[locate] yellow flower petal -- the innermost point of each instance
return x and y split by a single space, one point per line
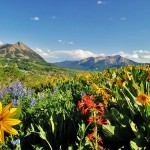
0 107
2 136
9 129
13 110
6 108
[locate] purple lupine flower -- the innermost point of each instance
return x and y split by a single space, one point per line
33 101
56 88
1 95
83 94
15 142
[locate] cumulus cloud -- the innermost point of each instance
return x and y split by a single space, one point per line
55 56
35 18
64 42
123 18
53 17
100 2
71 42
142 56
1 43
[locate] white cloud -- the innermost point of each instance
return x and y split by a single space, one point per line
55 56
100 2
138 56
60 41
123 18
53 17
78 54
1 43
35 18
71 42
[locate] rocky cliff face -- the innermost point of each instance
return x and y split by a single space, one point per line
97 63
19 51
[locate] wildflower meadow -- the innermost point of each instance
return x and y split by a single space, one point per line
76 110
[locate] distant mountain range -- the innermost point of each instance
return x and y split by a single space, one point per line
19 51
97 63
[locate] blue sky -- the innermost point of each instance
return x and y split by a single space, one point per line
75 29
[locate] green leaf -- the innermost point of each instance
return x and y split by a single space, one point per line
121 119
115 133
42 132
18 112
148 110
138 144
52 124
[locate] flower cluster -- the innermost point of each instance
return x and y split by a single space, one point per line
95 112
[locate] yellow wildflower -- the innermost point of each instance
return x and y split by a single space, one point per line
143 99
6 122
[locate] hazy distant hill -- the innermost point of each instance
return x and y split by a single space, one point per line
19 51
97 63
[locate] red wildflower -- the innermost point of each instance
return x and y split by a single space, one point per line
80 104
100 108
91 135
84 110
90 120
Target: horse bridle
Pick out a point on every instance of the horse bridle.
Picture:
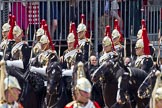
★ ★ ★ ★
WORK ORDER:
Filter the listing above by the word "distant"; copy each line that passes.

OUTPUT FOR THIS TASK:
[locate] distant mountain range -- the innermost point of each instance
[locate] hazy distant hill -- the innermost point of each instance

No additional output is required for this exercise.